People are “missing” this point because it’s bullshit, plain and simple.

I have never felt “pretty much screwed” over anything because I’m not rich. I’m got a lot of problems with the way some rich people act, but to believe they’re out to get me is tinfoil hattery of the highest order.

You wanted the discussion to be about “about the craphole the world is becoming” - which presupposes a certain unproven conclusion. Now that the thread has become critical of the horror story offered by the OP, you feel it’s lost your desired purpose.

N/A

They aren’t out to get you; they’d have to notice you or care about your existence to be out to get you.

I said I was disappointed at how the thread has gone, I didn’t say I was going to track everyone down and force them to talk about what interests me. This thread went down a path that I have no interest in, away from a path that I was interested in that the OP started himself, and that disappointed me, especially since I think the path not taken is a much more important one. I’ll get over my disappointment (in fact, already have).

### [EXERCISE DESCRIPTION]
In the forum comments, reproduce the stretch that begins at the words "I have never" and stops after "your desired purpose.".

### [DATASET]
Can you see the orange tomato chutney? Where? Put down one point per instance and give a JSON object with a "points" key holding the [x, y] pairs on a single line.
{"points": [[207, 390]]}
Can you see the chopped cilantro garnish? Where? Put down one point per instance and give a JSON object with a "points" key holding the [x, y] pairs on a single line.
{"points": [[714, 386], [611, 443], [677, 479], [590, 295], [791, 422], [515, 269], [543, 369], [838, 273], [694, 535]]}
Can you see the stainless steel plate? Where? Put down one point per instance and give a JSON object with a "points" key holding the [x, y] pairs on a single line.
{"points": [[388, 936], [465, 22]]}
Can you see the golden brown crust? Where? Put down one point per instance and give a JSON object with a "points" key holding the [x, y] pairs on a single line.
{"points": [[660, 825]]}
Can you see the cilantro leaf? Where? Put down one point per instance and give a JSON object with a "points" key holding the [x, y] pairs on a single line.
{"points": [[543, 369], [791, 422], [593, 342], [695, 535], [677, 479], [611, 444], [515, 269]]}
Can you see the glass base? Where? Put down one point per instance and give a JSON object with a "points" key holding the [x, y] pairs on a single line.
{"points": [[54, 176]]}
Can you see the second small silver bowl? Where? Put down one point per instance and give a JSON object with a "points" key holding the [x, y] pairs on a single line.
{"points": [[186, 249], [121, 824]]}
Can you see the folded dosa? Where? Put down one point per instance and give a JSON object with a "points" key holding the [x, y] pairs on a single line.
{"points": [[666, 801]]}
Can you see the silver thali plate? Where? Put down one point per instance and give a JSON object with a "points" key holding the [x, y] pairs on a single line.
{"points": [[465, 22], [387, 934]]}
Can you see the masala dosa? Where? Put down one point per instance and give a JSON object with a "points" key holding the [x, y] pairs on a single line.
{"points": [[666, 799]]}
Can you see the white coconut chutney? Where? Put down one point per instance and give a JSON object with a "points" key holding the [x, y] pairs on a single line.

### [OUTPUT FOR THIS TASK]
I have never felt “pretty much screwed” over anything because I’m not rich. I’m got a lot of problems with the way some rich people act, but to believe they’re out to get me is tinfoil hattery of the highest order.

You wanted the discussion to be about “about the craphole the world is becoming” - which presupposes a certain unproven conclusion. Now that the thread has become critical of the horror story offered by the OP, you feel it’s lost your desired purpose.